*Exercise brief*:
For the full listing below, write out each entry exactly and exclude the images.

*Data supplied*:

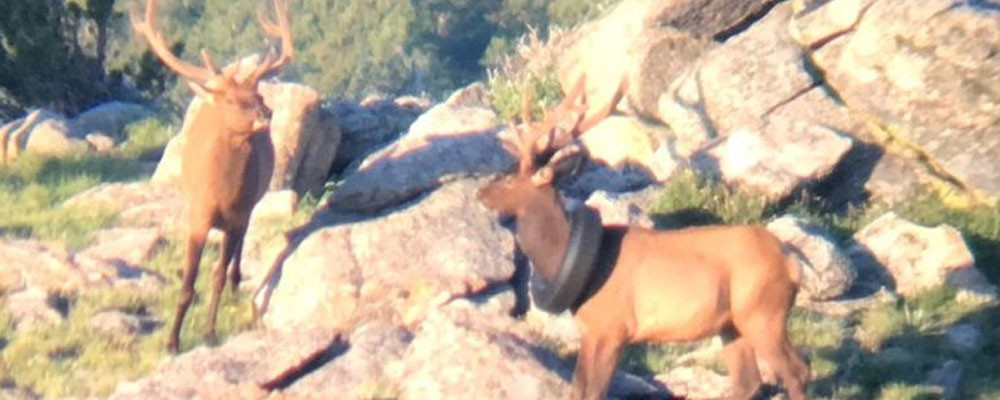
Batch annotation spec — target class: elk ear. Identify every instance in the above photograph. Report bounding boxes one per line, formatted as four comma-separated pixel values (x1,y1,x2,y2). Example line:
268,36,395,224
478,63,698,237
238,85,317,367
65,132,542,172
531,144,585,186
187,81,218,105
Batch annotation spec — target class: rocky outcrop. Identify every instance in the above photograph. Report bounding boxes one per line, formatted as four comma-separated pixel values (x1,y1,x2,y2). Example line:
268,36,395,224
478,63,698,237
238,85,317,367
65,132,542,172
329,95,429,172
583,188,658,229
692,115,853,201
796,0,1000,201
578,116,682,184
394,299,569,400
767,215,855,300
261,179,517,330
280,321,414,399
852,212,997,300
71,101,154,140
557,0,778,124
259,82,342,195
0,109,90,162
0,102,153,163
110,327,341,399
327,84,510,213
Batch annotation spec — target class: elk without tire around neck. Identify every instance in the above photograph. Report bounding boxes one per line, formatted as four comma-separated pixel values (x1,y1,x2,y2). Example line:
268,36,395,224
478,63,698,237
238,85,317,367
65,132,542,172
130,0,293,353
477,78,810,400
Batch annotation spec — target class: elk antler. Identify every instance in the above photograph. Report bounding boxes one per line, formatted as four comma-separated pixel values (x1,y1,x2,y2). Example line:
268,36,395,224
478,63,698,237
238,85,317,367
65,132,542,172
501,75,589,177
249,0,294,82
130,0,219,84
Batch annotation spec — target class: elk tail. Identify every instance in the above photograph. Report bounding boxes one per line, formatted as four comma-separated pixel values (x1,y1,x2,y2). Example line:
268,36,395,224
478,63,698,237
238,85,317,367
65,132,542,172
780,244,806,287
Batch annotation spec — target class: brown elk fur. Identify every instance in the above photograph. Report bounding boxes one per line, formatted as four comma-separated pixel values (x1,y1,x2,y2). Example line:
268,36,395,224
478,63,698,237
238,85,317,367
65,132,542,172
478,80,810,400
130,0,293,353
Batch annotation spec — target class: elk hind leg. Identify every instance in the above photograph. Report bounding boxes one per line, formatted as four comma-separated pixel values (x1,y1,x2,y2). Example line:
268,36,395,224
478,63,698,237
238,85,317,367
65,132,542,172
740,313,808,400
204,228,241,343
722,327,762,400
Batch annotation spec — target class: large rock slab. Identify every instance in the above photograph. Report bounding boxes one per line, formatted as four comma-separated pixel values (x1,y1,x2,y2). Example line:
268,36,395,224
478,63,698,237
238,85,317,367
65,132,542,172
327,84,508,213
261,179,517,331
801,0,1000,200
329,95,429,172
767,215,855,300
76,228,163,269
692,115,853,201
110,327,340,399
62,182,185,231
258,226,361,333
697,2,816,136
625,28,714,122
394,299,569,400
71,101,154,140
0,240,91,295
0,109,90,162
281,321,414,399
259,82,341,194
557,0,777,124
852,212,998,300
578,116,682,183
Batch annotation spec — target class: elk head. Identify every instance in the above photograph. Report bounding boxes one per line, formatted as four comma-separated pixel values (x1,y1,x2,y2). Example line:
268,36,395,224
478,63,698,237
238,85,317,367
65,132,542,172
477,77,595,217
130,0,294,136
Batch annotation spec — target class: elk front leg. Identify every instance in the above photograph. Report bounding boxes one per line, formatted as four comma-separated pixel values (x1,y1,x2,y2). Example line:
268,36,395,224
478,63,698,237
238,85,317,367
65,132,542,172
168,223,209,353
205,227,242,344
569,334,624,400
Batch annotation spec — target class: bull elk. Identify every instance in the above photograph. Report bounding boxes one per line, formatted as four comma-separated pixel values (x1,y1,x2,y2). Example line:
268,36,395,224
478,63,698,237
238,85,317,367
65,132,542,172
130,0,293,353
477,80,810,400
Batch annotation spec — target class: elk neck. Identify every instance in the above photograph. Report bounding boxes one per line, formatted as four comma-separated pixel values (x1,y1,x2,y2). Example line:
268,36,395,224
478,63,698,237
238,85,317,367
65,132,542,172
515,189,572,282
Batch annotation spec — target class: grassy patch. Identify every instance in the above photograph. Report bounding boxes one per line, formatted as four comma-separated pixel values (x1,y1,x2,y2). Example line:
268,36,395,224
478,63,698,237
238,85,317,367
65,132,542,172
649,170,768,227
0,234,252,398
0,191,322,398
487,69,564,123
0,149,156,249
119,116,176,160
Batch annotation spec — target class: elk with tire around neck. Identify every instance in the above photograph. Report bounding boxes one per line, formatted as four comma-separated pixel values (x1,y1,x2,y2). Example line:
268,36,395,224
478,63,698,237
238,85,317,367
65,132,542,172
477,78,810,400
130,0,293,353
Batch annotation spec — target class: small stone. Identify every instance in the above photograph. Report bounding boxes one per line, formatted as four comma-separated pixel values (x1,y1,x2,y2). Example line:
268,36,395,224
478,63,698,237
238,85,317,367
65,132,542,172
927,360,963,399
90,311,143,337
85,133,116,152
945,323,982,353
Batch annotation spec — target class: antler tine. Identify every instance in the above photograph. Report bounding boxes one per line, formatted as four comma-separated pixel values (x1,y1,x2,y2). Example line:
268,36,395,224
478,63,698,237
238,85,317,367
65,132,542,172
250,0,294,82
575,76,626,134
130,0,217,84
530,75,587,155
199,49,220,77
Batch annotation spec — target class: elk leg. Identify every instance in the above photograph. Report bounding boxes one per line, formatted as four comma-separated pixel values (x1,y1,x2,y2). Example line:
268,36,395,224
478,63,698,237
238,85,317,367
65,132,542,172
228,227,247,295
784,340,811,389
569,334,623,400
741,314,808,400
205,228,241,344
722,334,762,400
168,223,209,353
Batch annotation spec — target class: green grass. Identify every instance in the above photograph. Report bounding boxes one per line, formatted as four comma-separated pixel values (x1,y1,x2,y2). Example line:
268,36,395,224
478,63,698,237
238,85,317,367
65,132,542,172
119,116,176,160
0,189,321,398
487,69,565,123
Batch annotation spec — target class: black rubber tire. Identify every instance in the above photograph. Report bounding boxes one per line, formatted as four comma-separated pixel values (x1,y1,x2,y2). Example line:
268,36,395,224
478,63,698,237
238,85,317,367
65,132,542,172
530,205,604,313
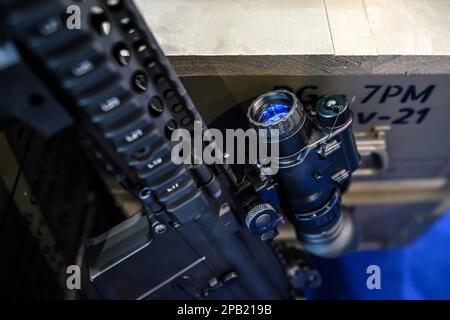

*Result*:
Batch annotation spec — target class: elk ear. Identify every instance in the above photograph. Report bounding boxes one per line, formatted as four comma-separated pixel values (x1,y1,x2,y2). Example line:
268,36,395,224
478,63,698,237
238,85,317,367
65,132,542,172
531,144,585,186
187,81,218,105
Batch annotation spec — target class: rocky outcrop. Identify every instance in the above photograph. Report bounding boxes one per line, formatted as four comma-separated pixel values (x1,y1,x2,y2). Example line:
268,36,395,224
478,63,698,237
238,85,317,367
65,132,542,172
329,95,429,172
583,188,658,229
692,115,853,201
796,0,1000,201
578,116,682,184
394,299,569,400
767,215,855,300
261,179,517,330
280,321,414,399
852,212,997,300
71,101,154,140
557,0,778,124
259,82,342,195
0,109,90,162
0,102,153,163
110,327,341,399
327,84,510,213
Batch annotation spec — target class: elk without tire around neck. Identify every instance in the above photograph. Report bounding boxes one per line, formatted as four comma-separated pixel values (x1,y1,x2,y2). Example line:
268,36,395,224
478,63,698,237
238,85,317,367
65,132,542,172
130,0,293,353
477,78,810,400
Batch annotation spec — target class: elk antler. Identify every instance in the above photograph. Report bounding boxes one per line, formatted as four comma-separated pixel values (x1,y1,x2,y2). Example line:
268,36,395,224
478,63,698,237
238,85,317,367
65,132,542,172
501,75,589,177
249,0,294,82
130,0,219,84
Batch annotation spec — target class: elk tail. Identify every instance in the above photograph. Report bounding boxes one per line, formatted as four comma-separated pixel values (x1,y1,x2,y2). Example line:
268,36,395,224
478,63,698,237
238,85,317,367
65,132,542,172
780,244,806,287
Batch annotation spec — target class: brown elk fur. Identify every instance in the above photograph. Report bounding boxes one per line, formatted as four comma-separated pixel values (x1,y1,x2,y2). Example line:
268,36,395,224
478,63,698,237
238,85,317,367
65,132,542,172
478,80,810,400
130,0,293,353
Batch annotation spec — target class: elk hind leg. Identify every instance in the above photograph. Report bounding boxes one per line, formatted as four comma-separated pixel values (x1,y1,x2,y2). Example line:
268,36,395,224
478,63,698,237
238,85,317,367
65,132,542,172
740,313,808,400
204,228,241,343
722,327,762,400
Batch annotation spec — target class: large rock slab. Identify every instance in the above photograph. Report bounding boxes one per line, formatted as four comma-separated pixel values (x1,y1,x2,y2). Example line:
268,36,395,224
478,63,698,237
238,85,317,367
65,132,542,172
327,84,508,213
261,179,517,331
801,0,1000,200
329,95,429,172
767,215,855,300
76,228,163,269
692,115,853,201
110,327,340,399
62,182,185,231
258,226,361,333
697,2,816,136
625,28,714,122
394,299,569,400
71,101,154,140
0,240,91,295
0,109,90,162
281,321,414,399
259,82,341,194
557,0,777,124
852,212,998,300
578,116,682,183
Batch annotation spec — target class: elk head. Identify every instance in the above photograph. Report bounding boxes one per line, formatted as four comma-separated pixel values (x1,y1,x2,y2). Example line:
268,36,395,224
478,63,698,237
238,85,317,367
65,132,542,172
477,77,595,217
130,0,294,136
Batch annotation spec — target class: elk front leg. Identify every instance in the above photograph. Report bounding boxes one per line, formatted as four comma-separated pixel values (x1,y1,x2,y2). Example line:
268,36,395,224
478,63,698,237
238,85,317,367
65,132,542,172
168,223,209,353
205,227,242,344
569,334,624,400
Batch annotation spec — target class: bull elk. Identify every instance in the above photograph. Report bounding boxes one per line, formatted as four comma-separated pixel values (x1,y1,x2,y2). Example line:
268,36,395,224
478,63,698,237
238,85,317,367
65,132,542,172
130,0,293,353
477,80,810,400
Batch annotation spec — target class: elk neck. Identify every instance in the above photograph. Report bounding boxes one per line, formatted as four comma-separated pixel values (x1,y1,x2,y2). Example line:
268,36,395,224
478,63,698,237
238,85,317,367
65,132,542,172
515,189,572,282
Batch annotation spec — target class: grassy patch. Identify every instance in the above photograph. Report bounding boxes one per line, formatted as four comma-separated pixel values (x1,y1,x2,y2). Example line:
268,36,395,224
478,63,698,237
238,85,317,367
65,132,542,172
649,170,768,227
0,234,252,398
0,191,322,398
487,69,564,123
0,149,156,249
119,116,176,160
Batch annotation spec — target class: elk with tire around neck. Identify every instance in the above photograph. Report bounding boxes one per line, formatted as four comma-separated pixel values (x1,y1,x2,y2). Example line:
268,36,395,224
478,63,698,237
238,85,317,367
65,132,542,172
477,78,810,400
130,0,293,353
Batch annotation spec — target class: small stone. Identify every instance in the above photograph. Report bounding boxes one per line, formatted as four comma-separated pixel values (x1,y1,x2,y2). Example line:
268,36,395,224
478,63,698,237
238,85,317,367
65,132,542,172
927,360,963,399
90,311,143,337
85,133,116,152
945,323,982,353
Batch annotation spec — target class: antler tine. Identify every instance in the above photograph. Report bounding boxes one per line, formatted as four comma-separated pixel values (x1,y1,x2,y2). Example line:
268,36,395,224
478,63,698,237
238,85,317,367
65,132,542,172
250,0,294,82
575,76,626,134
130,0,217,84
530,75,587,155
199,49,220,77
Batch annotation spec — target class: elk leg. Identify every instance in the above photograph. Report bounding boxes one per line, formatted as four comma-separated pixel values (x1,y1,x2,y2). Example line:
268,36,395,224
478,63,698,237
238,85,317,367
65,132,542,172
228,227,247,295
784,340,811,389
569,334,623,400
741,314,808,400
205,228,241,344
722,334,762,400
168,223,209,353
Batch annotation spec — target class: green grass. Identify every instance in the above photograph. Report bounding boxes one per line, formatted as four comma-separated pixel values (x1,y1,x2,y2). Example line:
268,36,395,224
478,63,698,237
238,85,317,367
65,132,542,172
119,116,176,160
0,189,321,398
487,69,565,123
Batch annotation spec — target class: black rubber tire. Identify every instance in the above photograph. Report bounding boxes one per line, formatted as four comma-separated pixel values (x1,y1,x2,y2). Example line:
268,36,395,224
478,63,698,237
238,85,317,367
65,132,542,172
530,205,604,313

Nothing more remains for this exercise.